* やること *
下にある、長銀の引当金についての文章の続きを、最後の文のあとから書いてください。

さらに、含み損同様に大きな問題が残っている。それは、分類債権の引当金の問題である。

長銀のみならず、各行の分類債権ごとの引当率は開示されていない。長銀の第二分類2兆3800億円に対する引当金が、もし巷間言われるように1%程度しかないとし、それを東京三菱並みの5%まで引き上げるとすれば、それだけで1000億円近い自己資本が必要となる。

しかも、第二分類の引当率は5%でも不十分である。その劣化の経験値(3年間で16.7%)やアメリカの類似債権の引当率(15%)からみた適性引当率は15〜20%である。この適性引当率まで引当率を上げるとすれば、3300億円程度の自己資本が必要となる。

この場合、長銀の資本勘定は△5300億円となる。

(データセットからの抜粋)
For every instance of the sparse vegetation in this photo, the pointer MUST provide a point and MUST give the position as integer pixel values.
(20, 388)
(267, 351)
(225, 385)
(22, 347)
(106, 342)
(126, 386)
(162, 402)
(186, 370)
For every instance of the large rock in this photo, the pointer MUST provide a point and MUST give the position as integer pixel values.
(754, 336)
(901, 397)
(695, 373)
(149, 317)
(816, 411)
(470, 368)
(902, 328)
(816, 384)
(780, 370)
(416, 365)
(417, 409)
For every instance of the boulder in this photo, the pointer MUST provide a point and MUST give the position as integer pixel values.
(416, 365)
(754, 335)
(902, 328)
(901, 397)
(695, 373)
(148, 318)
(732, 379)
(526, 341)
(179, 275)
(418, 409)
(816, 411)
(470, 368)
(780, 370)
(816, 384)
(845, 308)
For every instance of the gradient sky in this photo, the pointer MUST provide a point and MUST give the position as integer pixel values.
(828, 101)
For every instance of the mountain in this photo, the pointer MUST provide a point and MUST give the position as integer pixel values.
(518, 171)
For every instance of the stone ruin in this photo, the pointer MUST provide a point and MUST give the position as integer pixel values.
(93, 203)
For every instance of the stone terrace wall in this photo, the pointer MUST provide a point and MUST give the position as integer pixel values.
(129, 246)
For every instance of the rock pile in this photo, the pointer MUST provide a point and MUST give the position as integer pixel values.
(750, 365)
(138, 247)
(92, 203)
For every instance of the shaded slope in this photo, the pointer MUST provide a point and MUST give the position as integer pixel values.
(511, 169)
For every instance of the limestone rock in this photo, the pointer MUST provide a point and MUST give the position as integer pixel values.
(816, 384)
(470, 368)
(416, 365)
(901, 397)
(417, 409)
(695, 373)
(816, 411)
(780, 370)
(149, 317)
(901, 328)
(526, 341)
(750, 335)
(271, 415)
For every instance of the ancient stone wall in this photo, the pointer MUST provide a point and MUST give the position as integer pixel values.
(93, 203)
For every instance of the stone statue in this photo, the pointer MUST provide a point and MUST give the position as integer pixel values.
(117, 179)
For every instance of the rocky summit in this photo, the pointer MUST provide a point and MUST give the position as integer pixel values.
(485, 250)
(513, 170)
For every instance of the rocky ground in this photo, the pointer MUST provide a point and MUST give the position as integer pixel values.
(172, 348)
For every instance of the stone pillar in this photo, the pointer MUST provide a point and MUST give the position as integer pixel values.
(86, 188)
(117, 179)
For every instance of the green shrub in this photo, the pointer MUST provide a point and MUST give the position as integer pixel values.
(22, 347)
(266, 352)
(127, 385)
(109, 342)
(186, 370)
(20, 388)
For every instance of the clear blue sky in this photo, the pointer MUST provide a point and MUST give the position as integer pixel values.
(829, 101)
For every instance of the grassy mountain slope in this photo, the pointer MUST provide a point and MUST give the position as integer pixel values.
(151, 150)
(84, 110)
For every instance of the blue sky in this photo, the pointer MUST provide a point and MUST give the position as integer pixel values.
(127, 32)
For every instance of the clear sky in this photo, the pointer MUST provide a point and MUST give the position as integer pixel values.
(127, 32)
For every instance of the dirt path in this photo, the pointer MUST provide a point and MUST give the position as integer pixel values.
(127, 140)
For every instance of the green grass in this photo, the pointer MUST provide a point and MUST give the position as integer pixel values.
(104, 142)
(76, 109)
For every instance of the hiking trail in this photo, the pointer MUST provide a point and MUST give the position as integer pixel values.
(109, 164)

* 答えは下 *
これは、住友信託側にとって重大の問題のはずである。住友信託は公的資金5200億円の「持参金」つきどころではなく、5300億円の借金とともに長銀を引き取らなければならないということになる。敢えて述べるが、住友信託の経営者は、長銀との合併を拒否するべきである。合併したとすれば住友信託の財務状況は確実に悪化し、やがて他の銀行との合併に追い込まれる可能性が高い。また住友信託め株主は、その利益に反するこの合併の白紙撤回を求めるべきである。